▸ What the exercise asks: Reproduce verbatim the rows starting at the line containing "Here is your task: find all instances of sink" and ending after the line containing "[282,242,320,248]", with both endpoints included. Output only those lines.

-- Start Provided data --

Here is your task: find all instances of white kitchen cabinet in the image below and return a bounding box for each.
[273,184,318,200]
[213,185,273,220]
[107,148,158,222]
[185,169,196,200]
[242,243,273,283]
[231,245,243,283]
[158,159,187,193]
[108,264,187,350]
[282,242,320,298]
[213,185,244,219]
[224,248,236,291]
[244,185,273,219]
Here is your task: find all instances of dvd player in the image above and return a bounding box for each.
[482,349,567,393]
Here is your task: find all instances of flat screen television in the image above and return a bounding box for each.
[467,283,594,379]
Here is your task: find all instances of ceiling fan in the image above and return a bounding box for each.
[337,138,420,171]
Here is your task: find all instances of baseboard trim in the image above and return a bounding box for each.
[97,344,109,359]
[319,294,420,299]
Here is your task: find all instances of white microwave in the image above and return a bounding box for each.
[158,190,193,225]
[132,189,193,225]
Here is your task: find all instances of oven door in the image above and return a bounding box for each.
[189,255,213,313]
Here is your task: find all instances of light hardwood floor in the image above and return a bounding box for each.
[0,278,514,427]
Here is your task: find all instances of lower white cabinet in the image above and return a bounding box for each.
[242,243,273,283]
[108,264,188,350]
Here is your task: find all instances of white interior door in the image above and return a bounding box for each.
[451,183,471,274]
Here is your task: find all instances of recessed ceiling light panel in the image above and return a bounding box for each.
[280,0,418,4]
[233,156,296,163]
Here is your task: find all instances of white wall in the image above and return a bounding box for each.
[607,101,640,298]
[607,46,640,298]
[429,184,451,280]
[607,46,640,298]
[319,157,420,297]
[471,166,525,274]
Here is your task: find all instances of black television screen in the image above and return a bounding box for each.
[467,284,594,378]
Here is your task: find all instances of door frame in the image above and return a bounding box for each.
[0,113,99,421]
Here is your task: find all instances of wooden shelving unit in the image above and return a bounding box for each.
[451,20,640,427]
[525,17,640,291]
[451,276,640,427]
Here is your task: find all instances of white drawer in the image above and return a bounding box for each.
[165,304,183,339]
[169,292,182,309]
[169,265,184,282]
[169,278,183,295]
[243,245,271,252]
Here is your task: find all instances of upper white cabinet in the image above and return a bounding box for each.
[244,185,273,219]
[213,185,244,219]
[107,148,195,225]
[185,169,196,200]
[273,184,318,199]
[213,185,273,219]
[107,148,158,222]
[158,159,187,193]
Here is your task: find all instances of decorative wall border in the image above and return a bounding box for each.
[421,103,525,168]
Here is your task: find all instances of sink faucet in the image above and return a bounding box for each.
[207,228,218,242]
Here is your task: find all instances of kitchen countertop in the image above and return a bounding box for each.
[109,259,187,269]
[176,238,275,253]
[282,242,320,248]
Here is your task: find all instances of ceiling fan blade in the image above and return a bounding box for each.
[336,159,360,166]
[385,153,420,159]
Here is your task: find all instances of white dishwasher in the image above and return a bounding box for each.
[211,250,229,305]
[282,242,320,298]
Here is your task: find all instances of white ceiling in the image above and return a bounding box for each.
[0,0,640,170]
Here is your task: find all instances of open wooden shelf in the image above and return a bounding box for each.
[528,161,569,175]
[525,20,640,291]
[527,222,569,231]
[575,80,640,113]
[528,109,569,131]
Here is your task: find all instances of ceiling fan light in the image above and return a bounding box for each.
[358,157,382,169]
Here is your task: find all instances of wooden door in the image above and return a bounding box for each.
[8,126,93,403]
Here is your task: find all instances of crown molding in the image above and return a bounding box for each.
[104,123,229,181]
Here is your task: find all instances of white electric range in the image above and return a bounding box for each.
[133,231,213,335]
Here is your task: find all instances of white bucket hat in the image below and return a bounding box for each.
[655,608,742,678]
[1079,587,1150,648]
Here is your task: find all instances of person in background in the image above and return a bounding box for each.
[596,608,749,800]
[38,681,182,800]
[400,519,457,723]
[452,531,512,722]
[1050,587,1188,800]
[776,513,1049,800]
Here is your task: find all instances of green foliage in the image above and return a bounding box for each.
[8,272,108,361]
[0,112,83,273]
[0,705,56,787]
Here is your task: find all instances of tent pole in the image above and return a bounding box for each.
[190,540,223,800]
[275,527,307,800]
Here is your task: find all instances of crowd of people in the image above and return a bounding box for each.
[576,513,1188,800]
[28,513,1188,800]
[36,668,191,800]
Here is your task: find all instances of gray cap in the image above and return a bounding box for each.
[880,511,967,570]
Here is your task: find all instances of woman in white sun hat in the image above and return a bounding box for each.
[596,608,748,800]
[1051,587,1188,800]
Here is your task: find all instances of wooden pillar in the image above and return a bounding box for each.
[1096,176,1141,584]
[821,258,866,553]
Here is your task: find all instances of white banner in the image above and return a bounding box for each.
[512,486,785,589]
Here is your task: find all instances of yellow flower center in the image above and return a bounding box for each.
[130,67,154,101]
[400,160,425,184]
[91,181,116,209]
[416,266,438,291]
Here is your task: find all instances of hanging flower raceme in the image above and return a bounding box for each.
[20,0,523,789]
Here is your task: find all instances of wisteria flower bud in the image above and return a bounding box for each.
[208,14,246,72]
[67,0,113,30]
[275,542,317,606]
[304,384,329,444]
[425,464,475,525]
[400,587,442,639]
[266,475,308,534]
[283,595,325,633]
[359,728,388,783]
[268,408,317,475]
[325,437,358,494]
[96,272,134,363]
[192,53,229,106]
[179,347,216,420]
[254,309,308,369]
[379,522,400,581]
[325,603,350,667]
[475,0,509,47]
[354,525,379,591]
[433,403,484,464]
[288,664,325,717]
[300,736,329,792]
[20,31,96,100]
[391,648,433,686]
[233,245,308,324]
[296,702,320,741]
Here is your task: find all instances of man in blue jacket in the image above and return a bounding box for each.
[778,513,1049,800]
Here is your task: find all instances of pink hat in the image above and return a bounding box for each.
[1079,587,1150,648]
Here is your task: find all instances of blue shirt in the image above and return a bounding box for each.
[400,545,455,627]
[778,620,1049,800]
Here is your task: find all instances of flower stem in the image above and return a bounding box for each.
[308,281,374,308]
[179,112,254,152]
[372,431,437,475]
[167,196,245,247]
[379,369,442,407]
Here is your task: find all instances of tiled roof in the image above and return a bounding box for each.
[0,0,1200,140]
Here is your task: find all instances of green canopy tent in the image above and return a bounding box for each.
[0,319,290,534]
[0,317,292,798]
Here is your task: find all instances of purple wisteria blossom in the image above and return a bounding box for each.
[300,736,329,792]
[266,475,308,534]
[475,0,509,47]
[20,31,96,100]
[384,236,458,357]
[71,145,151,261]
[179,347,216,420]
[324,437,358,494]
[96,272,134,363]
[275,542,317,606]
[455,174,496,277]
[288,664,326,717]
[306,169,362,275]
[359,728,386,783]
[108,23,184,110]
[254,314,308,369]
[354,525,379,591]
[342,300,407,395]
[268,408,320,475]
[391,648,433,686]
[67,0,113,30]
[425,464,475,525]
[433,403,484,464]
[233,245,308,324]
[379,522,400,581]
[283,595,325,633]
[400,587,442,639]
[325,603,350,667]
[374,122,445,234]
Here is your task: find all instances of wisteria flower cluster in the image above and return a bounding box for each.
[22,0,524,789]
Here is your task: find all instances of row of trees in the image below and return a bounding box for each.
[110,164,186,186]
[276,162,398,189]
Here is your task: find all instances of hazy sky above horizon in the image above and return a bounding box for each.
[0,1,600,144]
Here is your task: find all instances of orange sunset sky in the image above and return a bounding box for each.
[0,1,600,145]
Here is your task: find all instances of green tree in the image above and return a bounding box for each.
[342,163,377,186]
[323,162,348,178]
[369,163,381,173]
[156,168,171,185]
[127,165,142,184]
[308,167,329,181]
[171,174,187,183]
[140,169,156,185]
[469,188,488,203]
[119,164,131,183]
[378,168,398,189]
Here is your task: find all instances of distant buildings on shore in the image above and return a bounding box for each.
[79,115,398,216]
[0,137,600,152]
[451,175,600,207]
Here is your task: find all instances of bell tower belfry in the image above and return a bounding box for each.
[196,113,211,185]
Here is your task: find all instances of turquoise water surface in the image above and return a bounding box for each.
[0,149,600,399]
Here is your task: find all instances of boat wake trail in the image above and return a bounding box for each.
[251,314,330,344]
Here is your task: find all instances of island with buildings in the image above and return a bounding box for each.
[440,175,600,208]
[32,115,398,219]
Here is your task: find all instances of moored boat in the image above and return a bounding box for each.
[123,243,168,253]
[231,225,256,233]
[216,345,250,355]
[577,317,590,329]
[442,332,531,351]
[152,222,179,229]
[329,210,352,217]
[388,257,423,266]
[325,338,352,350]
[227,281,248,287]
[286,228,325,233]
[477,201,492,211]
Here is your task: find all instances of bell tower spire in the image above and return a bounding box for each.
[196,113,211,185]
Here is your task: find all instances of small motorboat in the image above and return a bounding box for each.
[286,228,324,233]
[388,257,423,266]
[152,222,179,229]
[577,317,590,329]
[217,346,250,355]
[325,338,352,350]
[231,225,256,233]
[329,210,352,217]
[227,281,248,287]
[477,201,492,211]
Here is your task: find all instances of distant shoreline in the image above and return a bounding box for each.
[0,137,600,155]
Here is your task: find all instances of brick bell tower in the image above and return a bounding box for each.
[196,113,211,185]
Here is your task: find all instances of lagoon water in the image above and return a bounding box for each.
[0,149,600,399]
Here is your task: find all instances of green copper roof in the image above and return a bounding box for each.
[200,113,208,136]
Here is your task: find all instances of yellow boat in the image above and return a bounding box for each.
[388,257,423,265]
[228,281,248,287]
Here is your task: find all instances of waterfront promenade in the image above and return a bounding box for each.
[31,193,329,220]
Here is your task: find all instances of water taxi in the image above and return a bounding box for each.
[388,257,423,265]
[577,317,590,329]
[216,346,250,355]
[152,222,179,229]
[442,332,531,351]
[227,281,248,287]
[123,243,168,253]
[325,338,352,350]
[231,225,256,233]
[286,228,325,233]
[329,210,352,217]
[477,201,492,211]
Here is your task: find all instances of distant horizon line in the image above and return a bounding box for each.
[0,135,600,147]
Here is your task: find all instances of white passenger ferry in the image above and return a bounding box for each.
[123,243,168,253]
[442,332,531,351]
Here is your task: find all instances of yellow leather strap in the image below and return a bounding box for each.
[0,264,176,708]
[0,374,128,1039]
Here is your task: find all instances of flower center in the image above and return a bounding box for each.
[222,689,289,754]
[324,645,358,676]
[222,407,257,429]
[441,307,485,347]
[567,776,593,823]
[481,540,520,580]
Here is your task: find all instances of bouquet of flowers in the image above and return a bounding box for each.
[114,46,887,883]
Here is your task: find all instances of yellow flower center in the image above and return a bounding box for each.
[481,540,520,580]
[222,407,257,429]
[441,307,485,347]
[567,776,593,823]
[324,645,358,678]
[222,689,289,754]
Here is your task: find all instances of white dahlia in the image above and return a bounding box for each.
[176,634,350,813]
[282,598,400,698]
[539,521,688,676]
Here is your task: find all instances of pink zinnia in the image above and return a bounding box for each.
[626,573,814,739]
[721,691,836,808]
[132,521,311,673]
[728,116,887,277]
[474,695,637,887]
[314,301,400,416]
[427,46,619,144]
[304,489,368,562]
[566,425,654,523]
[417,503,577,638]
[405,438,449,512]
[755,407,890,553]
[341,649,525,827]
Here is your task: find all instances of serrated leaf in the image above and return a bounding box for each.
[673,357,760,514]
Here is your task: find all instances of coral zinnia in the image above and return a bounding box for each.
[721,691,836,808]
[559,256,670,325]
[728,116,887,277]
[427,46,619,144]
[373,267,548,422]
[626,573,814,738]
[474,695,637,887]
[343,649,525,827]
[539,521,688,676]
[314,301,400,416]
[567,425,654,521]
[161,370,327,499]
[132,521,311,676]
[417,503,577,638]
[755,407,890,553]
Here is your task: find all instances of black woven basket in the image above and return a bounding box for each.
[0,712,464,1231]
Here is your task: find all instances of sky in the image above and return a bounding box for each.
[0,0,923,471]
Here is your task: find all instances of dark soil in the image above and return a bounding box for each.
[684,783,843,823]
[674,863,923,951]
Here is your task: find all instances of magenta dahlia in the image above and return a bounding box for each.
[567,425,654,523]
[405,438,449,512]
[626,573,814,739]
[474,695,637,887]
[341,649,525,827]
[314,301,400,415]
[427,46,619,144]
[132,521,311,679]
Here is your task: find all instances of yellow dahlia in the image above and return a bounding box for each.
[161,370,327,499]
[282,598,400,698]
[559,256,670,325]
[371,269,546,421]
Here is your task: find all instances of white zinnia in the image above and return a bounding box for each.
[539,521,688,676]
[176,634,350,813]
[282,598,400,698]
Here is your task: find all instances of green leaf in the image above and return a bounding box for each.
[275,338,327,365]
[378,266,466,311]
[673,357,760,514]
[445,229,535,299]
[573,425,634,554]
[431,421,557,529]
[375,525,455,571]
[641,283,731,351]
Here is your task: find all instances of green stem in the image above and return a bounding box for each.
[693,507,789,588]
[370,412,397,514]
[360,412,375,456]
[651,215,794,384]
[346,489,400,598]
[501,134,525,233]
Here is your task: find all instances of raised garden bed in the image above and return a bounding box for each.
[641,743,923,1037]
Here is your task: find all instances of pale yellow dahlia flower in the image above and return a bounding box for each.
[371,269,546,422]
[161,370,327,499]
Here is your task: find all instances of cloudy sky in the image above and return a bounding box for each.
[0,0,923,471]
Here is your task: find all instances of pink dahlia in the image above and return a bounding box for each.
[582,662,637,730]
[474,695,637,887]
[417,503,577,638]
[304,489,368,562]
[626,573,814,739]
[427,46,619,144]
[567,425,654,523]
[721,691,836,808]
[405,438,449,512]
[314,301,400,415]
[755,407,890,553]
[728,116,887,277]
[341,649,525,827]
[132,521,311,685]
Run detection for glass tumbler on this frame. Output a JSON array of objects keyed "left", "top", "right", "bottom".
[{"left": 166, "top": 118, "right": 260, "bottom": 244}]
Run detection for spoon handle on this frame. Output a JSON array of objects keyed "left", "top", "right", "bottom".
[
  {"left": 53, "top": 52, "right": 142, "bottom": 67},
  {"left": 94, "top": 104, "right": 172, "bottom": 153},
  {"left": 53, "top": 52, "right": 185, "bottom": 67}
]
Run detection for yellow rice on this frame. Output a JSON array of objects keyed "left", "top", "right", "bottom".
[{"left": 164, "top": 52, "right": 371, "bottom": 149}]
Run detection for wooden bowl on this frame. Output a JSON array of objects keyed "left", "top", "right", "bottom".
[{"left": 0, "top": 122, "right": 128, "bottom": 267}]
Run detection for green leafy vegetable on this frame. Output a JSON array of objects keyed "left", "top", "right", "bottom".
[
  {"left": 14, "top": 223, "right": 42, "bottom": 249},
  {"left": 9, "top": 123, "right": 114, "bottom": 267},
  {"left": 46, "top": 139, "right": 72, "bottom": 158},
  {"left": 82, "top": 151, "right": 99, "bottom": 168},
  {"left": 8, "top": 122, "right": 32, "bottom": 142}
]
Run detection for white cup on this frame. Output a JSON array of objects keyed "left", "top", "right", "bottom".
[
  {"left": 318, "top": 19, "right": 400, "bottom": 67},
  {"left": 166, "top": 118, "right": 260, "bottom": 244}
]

-- End Provided data --

▸ Task solution:
Here is your task: find all instances of sink faucet in the image above and return a bounding box for each.
[207,228,218,242]
Here is your task: find all instances of kitchen countertop in the image above and return a bounding box for each.
[109,259,187,269]
[176,238,275,253]
[282,242,320,248]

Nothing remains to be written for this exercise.